WHAT YOU ARE ASKED TO DO »
When you spot the word "tree" in a line of the data below, copy that line.

Stored data entries:
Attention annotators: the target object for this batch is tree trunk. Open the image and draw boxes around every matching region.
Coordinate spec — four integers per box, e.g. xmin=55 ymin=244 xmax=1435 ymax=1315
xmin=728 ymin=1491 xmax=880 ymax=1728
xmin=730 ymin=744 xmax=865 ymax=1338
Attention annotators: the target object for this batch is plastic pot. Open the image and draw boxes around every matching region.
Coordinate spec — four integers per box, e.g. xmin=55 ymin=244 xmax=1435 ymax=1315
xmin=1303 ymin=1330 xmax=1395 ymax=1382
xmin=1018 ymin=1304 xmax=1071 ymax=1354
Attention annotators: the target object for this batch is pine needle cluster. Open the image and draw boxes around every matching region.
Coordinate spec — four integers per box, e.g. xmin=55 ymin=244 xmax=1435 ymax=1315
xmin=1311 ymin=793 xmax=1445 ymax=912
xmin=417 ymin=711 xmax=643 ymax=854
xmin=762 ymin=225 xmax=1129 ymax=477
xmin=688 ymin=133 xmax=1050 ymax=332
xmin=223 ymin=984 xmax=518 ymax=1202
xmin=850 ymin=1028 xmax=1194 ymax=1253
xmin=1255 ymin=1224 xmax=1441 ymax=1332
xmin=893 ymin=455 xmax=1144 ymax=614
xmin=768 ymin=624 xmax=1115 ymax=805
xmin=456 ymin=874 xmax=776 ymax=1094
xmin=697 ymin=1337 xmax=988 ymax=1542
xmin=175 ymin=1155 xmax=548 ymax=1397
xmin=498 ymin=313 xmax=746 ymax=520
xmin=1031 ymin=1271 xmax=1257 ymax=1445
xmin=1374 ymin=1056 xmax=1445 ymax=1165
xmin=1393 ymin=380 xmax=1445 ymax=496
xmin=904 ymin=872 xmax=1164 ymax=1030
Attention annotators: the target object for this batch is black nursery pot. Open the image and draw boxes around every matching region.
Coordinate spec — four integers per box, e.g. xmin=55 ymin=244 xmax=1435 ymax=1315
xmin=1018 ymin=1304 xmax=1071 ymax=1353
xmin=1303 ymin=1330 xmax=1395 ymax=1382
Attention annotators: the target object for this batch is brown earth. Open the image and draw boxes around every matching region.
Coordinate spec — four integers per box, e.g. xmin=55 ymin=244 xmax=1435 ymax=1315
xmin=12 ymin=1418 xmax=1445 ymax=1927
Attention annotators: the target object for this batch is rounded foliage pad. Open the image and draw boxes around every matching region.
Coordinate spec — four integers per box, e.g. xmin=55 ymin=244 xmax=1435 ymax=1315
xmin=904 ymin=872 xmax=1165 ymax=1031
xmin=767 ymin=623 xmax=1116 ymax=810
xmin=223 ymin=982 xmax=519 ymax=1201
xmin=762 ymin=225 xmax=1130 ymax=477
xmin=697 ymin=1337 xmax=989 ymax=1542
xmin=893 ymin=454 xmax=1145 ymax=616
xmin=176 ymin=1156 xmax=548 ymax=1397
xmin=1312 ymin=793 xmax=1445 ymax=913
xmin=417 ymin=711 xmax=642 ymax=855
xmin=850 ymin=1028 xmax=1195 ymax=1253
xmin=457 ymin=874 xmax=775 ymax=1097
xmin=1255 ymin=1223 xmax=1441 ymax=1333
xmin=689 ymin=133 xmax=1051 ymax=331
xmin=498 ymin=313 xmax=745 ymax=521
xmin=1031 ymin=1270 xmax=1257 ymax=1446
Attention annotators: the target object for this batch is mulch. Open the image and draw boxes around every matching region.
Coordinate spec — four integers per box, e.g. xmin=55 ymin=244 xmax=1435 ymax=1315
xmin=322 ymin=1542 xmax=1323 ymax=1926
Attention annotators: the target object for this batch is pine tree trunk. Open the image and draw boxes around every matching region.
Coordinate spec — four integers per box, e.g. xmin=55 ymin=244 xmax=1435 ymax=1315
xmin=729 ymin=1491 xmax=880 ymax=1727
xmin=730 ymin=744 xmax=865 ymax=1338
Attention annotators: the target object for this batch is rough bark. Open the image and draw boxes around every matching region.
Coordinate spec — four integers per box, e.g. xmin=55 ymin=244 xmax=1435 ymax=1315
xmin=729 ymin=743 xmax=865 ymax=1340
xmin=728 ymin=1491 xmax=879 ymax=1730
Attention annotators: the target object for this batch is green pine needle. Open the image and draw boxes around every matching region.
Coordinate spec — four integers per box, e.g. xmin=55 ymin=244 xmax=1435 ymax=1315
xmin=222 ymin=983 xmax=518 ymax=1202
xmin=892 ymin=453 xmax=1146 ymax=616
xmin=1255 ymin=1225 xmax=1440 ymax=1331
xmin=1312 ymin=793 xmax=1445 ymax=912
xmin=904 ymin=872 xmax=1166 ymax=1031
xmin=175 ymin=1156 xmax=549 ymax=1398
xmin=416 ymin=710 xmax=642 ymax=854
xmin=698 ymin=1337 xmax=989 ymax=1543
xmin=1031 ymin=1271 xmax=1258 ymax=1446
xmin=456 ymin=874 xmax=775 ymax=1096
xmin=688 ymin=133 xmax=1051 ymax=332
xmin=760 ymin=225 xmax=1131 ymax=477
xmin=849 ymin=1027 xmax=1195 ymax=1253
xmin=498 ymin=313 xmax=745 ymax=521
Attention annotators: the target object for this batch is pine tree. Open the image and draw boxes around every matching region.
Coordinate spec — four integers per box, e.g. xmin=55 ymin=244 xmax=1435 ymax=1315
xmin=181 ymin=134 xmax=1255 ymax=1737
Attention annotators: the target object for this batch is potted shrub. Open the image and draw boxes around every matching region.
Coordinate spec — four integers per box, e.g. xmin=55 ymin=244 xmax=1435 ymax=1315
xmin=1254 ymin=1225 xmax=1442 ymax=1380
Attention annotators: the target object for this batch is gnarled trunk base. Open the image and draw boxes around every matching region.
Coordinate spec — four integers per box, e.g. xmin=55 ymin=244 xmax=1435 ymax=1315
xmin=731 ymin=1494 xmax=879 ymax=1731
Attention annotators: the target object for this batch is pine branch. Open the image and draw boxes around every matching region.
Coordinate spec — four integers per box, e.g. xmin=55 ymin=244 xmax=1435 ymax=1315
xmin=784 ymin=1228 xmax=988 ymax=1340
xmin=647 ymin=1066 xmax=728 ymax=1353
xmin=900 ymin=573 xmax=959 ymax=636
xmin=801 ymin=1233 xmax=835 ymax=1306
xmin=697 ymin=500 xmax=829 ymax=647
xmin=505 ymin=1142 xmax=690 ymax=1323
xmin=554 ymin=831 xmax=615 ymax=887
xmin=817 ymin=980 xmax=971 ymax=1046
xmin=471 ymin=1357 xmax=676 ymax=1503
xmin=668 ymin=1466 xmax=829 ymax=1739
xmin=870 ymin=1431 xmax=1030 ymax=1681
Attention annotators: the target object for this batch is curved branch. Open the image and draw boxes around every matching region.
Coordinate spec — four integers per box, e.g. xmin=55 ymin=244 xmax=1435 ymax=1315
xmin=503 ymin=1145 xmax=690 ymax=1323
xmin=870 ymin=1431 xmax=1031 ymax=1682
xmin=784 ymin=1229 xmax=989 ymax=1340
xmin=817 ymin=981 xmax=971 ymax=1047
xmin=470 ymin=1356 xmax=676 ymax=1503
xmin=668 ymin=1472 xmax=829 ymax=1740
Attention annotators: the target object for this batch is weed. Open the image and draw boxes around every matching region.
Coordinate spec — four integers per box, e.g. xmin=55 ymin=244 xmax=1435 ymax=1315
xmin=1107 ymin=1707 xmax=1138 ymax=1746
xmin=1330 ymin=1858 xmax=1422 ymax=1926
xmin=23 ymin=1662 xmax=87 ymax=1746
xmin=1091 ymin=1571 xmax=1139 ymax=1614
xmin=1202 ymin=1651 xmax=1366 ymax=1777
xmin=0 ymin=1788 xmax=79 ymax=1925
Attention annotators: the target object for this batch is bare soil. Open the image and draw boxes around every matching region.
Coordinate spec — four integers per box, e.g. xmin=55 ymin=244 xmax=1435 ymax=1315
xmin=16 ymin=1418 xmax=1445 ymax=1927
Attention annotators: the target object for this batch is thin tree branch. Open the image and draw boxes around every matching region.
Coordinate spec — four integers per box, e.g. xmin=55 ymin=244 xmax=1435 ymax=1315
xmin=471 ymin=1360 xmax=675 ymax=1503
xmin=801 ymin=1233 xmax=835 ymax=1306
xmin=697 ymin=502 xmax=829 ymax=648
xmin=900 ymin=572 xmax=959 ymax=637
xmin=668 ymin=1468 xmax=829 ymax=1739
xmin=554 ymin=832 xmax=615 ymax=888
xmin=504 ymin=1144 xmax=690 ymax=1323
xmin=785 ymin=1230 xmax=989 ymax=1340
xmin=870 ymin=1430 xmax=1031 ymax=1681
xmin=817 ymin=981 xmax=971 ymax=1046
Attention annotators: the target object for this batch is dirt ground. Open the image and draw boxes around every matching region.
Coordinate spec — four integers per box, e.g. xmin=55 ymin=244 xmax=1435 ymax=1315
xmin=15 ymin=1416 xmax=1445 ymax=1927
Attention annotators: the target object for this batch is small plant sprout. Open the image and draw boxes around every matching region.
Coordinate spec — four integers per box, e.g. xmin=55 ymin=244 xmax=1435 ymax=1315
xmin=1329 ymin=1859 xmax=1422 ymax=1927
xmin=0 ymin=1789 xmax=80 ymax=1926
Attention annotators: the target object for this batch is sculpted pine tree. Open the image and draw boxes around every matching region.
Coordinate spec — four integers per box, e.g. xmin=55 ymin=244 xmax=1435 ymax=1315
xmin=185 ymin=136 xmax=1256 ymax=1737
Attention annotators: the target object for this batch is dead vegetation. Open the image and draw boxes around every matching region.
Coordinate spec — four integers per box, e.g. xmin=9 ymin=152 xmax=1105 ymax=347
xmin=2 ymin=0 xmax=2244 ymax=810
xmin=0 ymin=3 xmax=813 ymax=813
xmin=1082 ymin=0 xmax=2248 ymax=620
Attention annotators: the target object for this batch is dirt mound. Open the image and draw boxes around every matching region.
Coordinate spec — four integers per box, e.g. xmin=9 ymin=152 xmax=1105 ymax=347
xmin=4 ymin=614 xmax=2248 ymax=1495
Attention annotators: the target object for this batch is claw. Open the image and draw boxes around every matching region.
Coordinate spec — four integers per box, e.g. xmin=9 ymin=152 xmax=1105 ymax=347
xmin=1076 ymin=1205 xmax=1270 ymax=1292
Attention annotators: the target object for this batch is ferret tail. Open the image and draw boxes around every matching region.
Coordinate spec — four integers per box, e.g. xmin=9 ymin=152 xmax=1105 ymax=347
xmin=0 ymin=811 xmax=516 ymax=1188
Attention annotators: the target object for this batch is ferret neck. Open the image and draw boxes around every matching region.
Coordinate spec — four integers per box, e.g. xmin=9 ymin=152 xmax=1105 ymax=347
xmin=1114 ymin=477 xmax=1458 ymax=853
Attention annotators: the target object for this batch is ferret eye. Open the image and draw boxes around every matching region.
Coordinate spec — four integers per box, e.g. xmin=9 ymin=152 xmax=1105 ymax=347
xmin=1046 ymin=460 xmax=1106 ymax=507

TASK OUTPUT »
Attention annotators: the target object for this batch is tree trunk. Open the image and draw boxes around every matching region.
Attention annotators: the target object for this batch is pine tree trunk. Open the image and draw boxes around every matching region.
Attention annotators: the target object for this batch is pine tree. Open the image and draw boxes around every matching region.
Attention annotators: the target object for this batch is thin tree branch. Open the image and draw boxes around every matching region.
Attention annotators: the target object for this batch is sculpted pine tree. Open the image and draw boxes around every matching region.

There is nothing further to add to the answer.